• [Task brief]: Every line of the data that contains the string "exact" must be copied.
#### Data shown ####
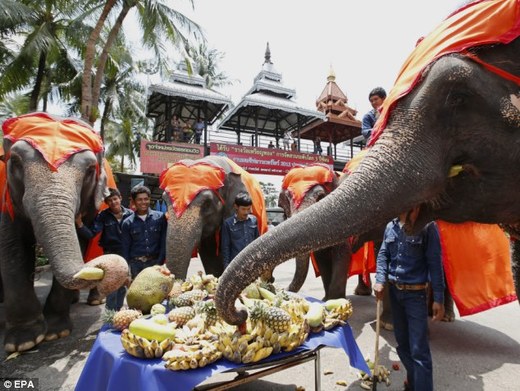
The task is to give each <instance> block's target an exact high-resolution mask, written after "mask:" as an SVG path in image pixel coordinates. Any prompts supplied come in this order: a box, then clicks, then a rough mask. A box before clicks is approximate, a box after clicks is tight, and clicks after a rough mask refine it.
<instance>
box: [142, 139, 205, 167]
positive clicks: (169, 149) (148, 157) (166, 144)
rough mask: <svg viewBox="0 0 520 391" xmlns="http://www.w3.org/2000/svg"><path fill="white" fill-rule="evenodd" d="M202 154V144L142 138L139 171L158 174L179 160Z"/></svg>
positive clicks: (196, 156) (198, 158)
mask: <svg viewBox="0 0 520 391" xmlns="http://www.w3.org/2000/svg"><path fill="white" fill-rule="evenodd" d="M203 156H204V146H203V145H198V144H187V143H160V142H156V141H147V140H142V141H141V172H142V173H145V174H160V173H161V172H163V170H165V169H166V168H168V167H170V166H171V165H172V164H174V163H177V162H178V161H179V160H182V159H192V160H195V159H200V158H201V157H203Z"/></svg>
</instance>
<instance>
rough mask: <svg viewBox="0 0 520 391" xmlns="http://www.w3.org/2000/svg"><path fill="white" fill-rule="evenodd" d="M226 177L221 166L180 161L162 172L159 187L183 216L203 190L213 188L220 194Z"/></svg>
mask: <svg viewBox="0 0 520 391" xmlns="http://www.w3.org/2000/svg"><path fill="white" fill-rule="evenodd" d="M225 179H226V173H225V172H224V170H223V169H222V168H221V167H217V166H213V165H211V164H209V163H206V162H196V163H194V164H189V163H187V162H185V161H180V162H177V163H175V164H173V165H172V166H171V167H169V168H167V169H166V170H164V171H163V172H162V173H161V176H160V178H159V183H160V185H159V187H160V188H161V189H163V190H164V191H166V193H167V194H168V196H169V197H170V200H171V202H172V206H173V210H174V212H175V215H176V216H177V217H181V216H182V214H183V213H184V212H185V211H186V208H188V206H189V205H190V204H191V202H192V201H193V200H194V199H195V197H197V195H198V194H199V193H200V192H201V191H203V190H211V191H214V192H215V193H216V194H217V195H218V189H220V188H221V187H223V186H224V180H225ZM219 197H220V195H219Z"/></svg>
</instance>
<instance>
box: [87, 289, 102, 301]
mask: <svg viewBox="0 0 520 391" xmlns="http://www.w3.org/2000/svg"><path fill="white" fill-rule="evenodd" d="M105 301H106V300H105V296H103V295H102V294H101V293H99V292H98V290H97V289H96V288H92V289H91V290H90V292H89V293H88V297H87V304H88V305H100V304H103V303H104V302H105Z"/></svg>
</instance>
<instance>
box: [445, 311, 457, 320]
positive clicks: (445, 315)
mask: <svg viewBox="0 0 520 391" xmlns="http://www.w3.org/2000/svg"><path fill="white" fill-rule="evenodd" d="M442 321H443V322H454V321H455V313H453V312H445V313H444V317H443V318H442Z"/></svg>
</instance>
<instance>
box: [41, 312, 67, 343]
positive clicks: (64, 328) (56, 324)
mask: <svg viewBox="0 0 520 391" xmlns="http://www.w3.org/2000/svg"><path fill="white" fill-rule="evenodd" d="M46 320H47V333H46V334H45V340H46V341H54V340H56V339H59V338H65V337H68V336H69V335H70V332H71V331H72V321H71V320H70V317H69V315H51V316H48V317H47V318H46Z"/></svg>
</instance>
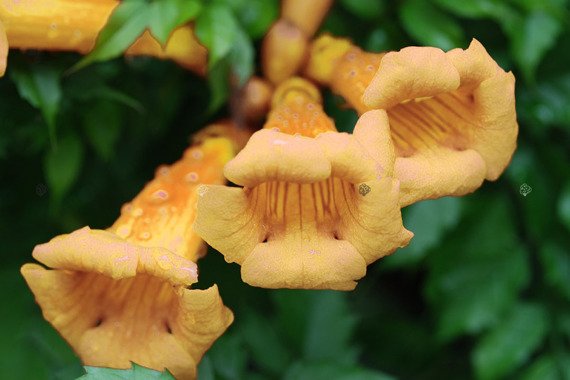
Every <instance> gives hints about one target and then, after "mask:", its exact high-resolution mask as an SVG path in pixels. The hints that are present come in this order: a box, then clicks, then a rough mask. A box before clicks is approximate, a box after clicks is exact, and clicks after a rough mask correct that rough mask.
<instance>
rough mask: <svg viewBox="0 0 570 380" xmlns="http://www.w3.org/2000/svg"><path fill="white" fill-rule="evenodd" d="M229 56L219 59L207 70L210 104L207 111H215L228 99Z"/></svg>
mask: <svg viewBox="0 0 570 380" xmlns="http://www.w3.org/2000/svg"><path fill="white" fill-rule="evenodd" d="M230 70H231V64H230V60H229V57H226V58H225V59H223V60H221V61H219V62H218V63H216V65H215V66H214V67H212V68H210V71H209V72H208V88H209V89H210V104H209V106H208V113H210V114H211V113H214V112H215V111H217V110H218V109H219V108H220V107H221V106H222V105H223V104H224V103H225V102H226V100H227V99H228V97H229V93H230Z"/></svg>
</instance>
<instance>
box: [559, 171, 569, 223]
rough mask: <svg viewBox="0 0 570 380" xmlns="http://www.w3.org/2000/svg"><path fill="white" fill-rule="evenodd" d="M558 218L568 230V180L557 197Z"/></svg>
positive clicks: (568, 193)
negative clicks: (558, 196)
mask: <svg viewBox="0 0 570 380" xmlns="http://www.w3.org/2000/svg"><path fill="white" fill-rule="evenodd" d="M557 209H558V218H559V219H560V221H561V222H562V224H563V225H564V226H565V227H566V228H567V229H568V230H569V231H570V182H568V183H567V184H566V186H565V187H564V189H562V192H561V194H560V198H559V199H558V207H557Z"/></svg>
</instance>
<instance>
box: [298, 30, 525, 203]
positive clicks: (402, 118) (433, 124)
mask: <svg viewBox="0 0 570 380" xmlns="http://www.w3.org/2000/svg"><path fill="white" fill-rule="evenodd" d="M324 59H327V60H328V61H329V62H330V63H329V65H328V66H326V65H325V66H323V70H320V65H319V63H320V62H322V61H323V60H324ZM306 72H307V73H308V75H309V76H311V77H314V78H315V79H316V80H318V81H319V82H321V83H323V84H326V85H329V86H330V87H331V88H332V89H333V91H335V92H337V93H338V94H340V95H342V96H343V97H344V98H345V99H346V100H347V101H348V102H349V103H350V104H351V105H352V106H353V107H354V108H355V109H356V110H357V111H358V112H359V113H363V112H366V111H368V110H370V109H384V110H386V111H387V114H388V118H389V123H390V134H391V138H392V141H393V144H394V147H395V150H396V156H397V158H396V162H395V176H396V178H398V179H399V180H400V182H401V185H402V189H401V196H402V198H401V203H402V205H408V204H411V203H414V202H416V201H418V200H421V199H426V198H438V197H441V196H446V195H464V194H467V193H469V192H471V191H474V190H475V189H477V188H478V187H479V186H480V185H481V183H482V182H483V180H484V179H488V180H495V179H497V178H498V177H499V175H500V174H501V173H502V171H503V170H504V169H505V167H506V166H507V165H508V163H509V161H510V159H511V156H512V154H513V152H514V150H515V148H516V137H517V133H518V125H517V121H516V113H515V101H514V77H513V75H512V74H511V73H505V72H504V71H503V70H502V69H501V68H500V67H499V66H498V65H497V64H496V63H495V61H493V59H492V58H491V57H490V56H489V55H488V54H487V52H486V51H485V49H484V48H483V46H482V45H481V44H480V43H479V42H478V41H477V40H473V41H472V43H471V45H470V46H469V48H468V49H466V50H462V49H454V50H451V51H449V52H447V53H444V52H443V51H441V50H440V49H436V48H432V47H408V48H404V49H402V50H401V51H399V52H389V53H385V54H384V53H383V54H371V53H366V52H363V51H362V50H360V49H359V48H357V47H354V46H352V45H350V43H349V42H348V41H347V40H345V39H335V38H332V37H330V36H323V37H321V38H320V39H318V40H317V41H316V42H315V43H314V45H313V47H312V51H311V59H310V62H309V64H308V66H307V69H306Z"/></svg>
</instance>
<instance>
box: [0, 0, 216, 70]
mask: <svg viewBox="0 0 570 380" xmlns="http://www.w3.org/2000/svg"><path fill="white" fill-rule="evenodd" d="M118 4H119V1H116V0H22V1H2V2H0V20H2V21H3V22H4V26H5V28H6V34H7V37H8V42H9V45H10V47H11V48H17V49H42V50H67V51H77V52H80V53H87V52H89V51H90V50H91V49H92V48H93V46H94V45H95V40H96V39H97V36H98V34H99V32H100V31H101V29H103V27H104V26H105V24H106V22H107V20H108V18H109V16H110V15H111V13H112V12H113V10H114V9H115V8H116V7H117V5H118ZM0 34H1V33H0ZM125 54H127V55H151V56H154V57H157V58H162V59H172V60H173V61H175V62H176V63H178V64H179V65H181V66H183V67H185V68H187V69H189V70H192V71H195V72H196V73H199V74H205V72H206V60H207V51H206V49H205V48H204V47H203V46H202V45H200V44H199V43H198V41H197V40H196V38H195V36H194V33H193V30H192V28H191V27H190V26H183V27H180V28H178V29H176V30H175V31H174V32H173V33H172V35H171V36H170V38H169V40H168V42H167V43H166V46H165V47H164V48H162V47H161V46H160V44H159V43H158V41H156V40H155V39H154V38H153V37H152V35H151V34H150V33H149V32H145V33H143V35H142V36H141V37H139V38H138V39H137V40H136V41H135V42H134V43H133V45H131V47H130V48H129V49H128V50H127V51H126V52H125ZM0 57H1V56H0Z"/></svg>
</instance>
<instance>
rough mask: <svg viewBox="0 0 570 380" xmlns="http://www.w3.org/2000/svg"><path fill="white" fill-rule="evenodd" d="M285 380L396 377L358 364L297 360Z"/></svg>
mask: <svg viewBox="0 0 570 380" xmlns="http://www.w3.org/2000/svg"><path fill="white" fill-rule="evenodd" d="M284 379H285V380H305V379H311V380H331V379H334V380H394V377H392V376H389V375H386V374H384V373H382V372H378V371H373V370H370V369H367V368H364V367H359V366H356V365H344V364H340V363H338V362H335V361H330V362H317V363H312V362H297V363H295V364H294V365H292V366H291V367H290V368H289V370H288V371H287V373H286V374H285V376H284Z"/></svg>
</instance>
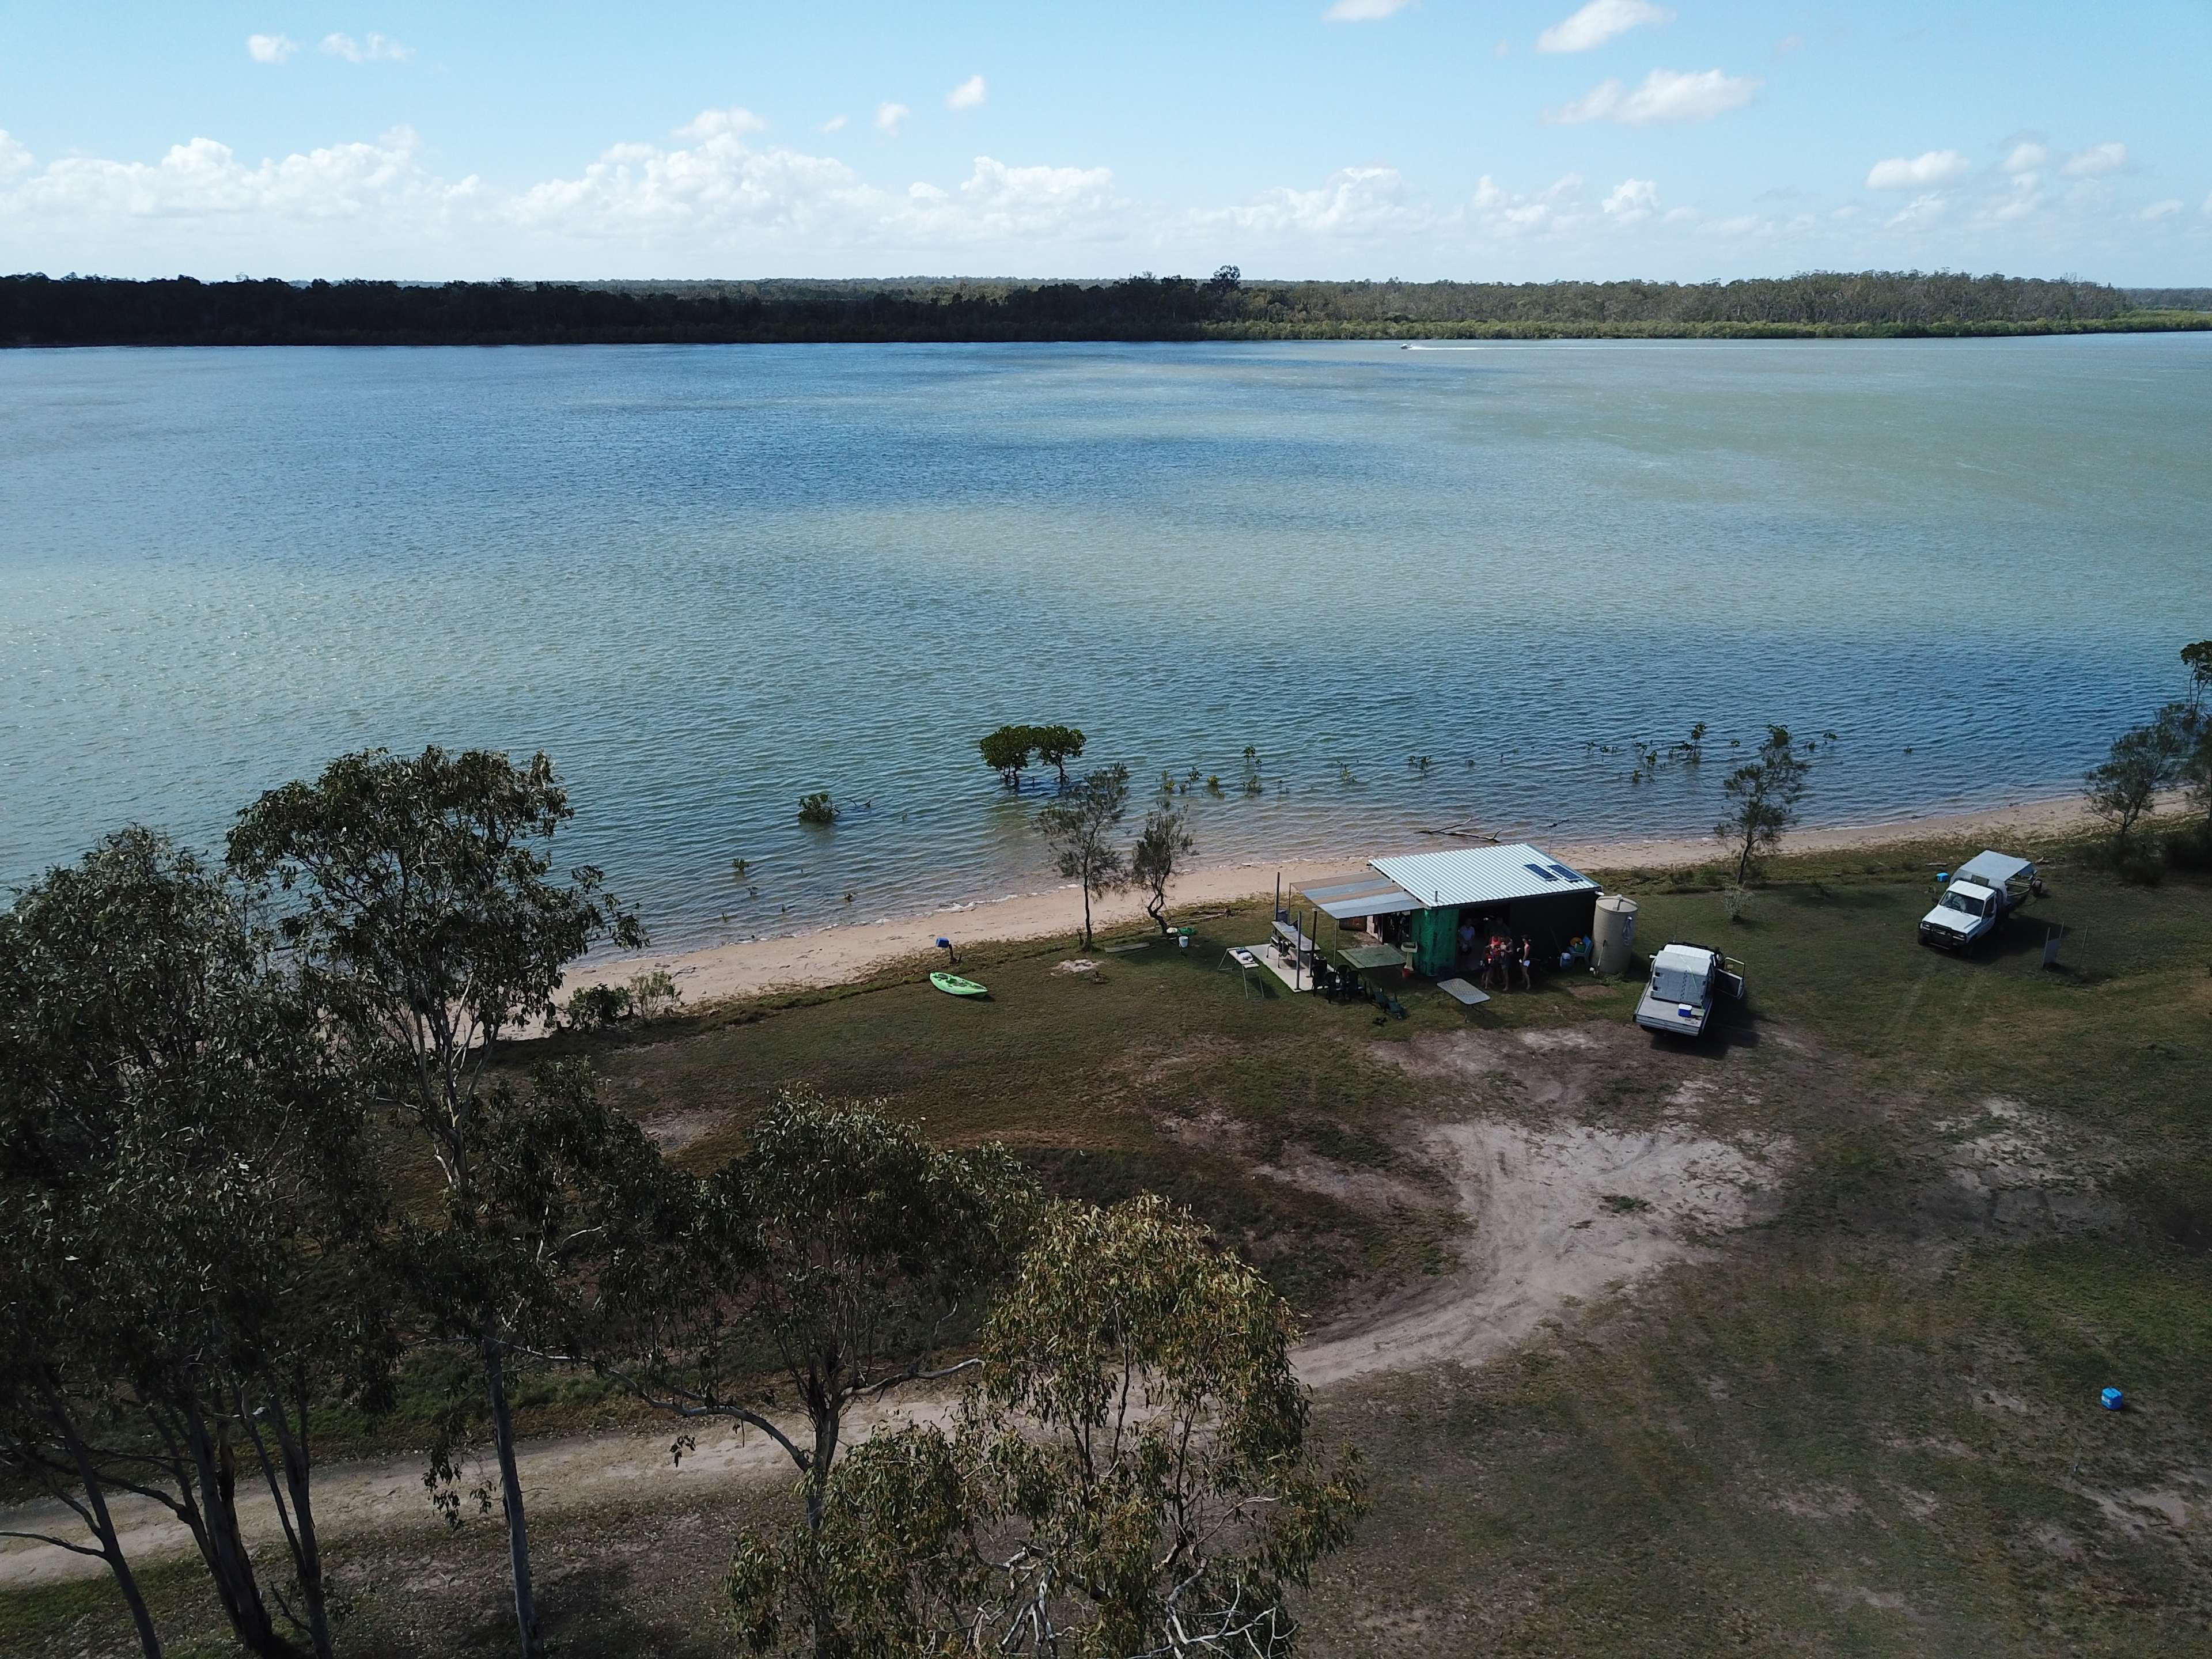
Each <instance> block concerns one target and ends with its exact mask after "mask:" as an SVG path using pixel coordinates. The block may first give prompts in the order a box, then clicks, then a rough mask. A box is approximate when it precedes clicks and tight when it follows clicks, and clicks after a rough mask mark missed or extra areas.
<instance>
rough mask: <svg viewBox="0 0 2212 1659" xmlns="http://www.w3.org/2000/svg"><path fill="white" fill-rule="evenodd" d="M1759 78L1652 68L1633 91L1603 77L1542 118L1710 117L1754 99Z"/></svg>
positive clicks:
####
• [Task output]:
The task is to give each <instance> block's target an exact high-resolution mask, written after "mask:" as an SVG path in image pixel coordinates. Any prompts supplied come in this order: a box, then clicks, then a rough mask. A box before clicks is approximate, a box after clicks is tight, and clicks after a rough mask refine it.
Every <instance> gives hints about one target and then, after "mask:", its exact high-resolution mask as an SVG path in pixels. The hints that are present come in this order: a box, then clicks, then a rough mask. A box before clicks is approximate, a box after clicks is exact, and clicks after a rough mask correct that rough mask.
Each <instance> block concerns one target and ends with its exact mask after "mask:" as an SVG path using pixel coordinates. The block may first give prompts in the order a box, then clicks, then a rough mask. A box is approximate when it precedes clicks and tight when it follows clicks, and clicks after a rough mask mark missed or extra areas.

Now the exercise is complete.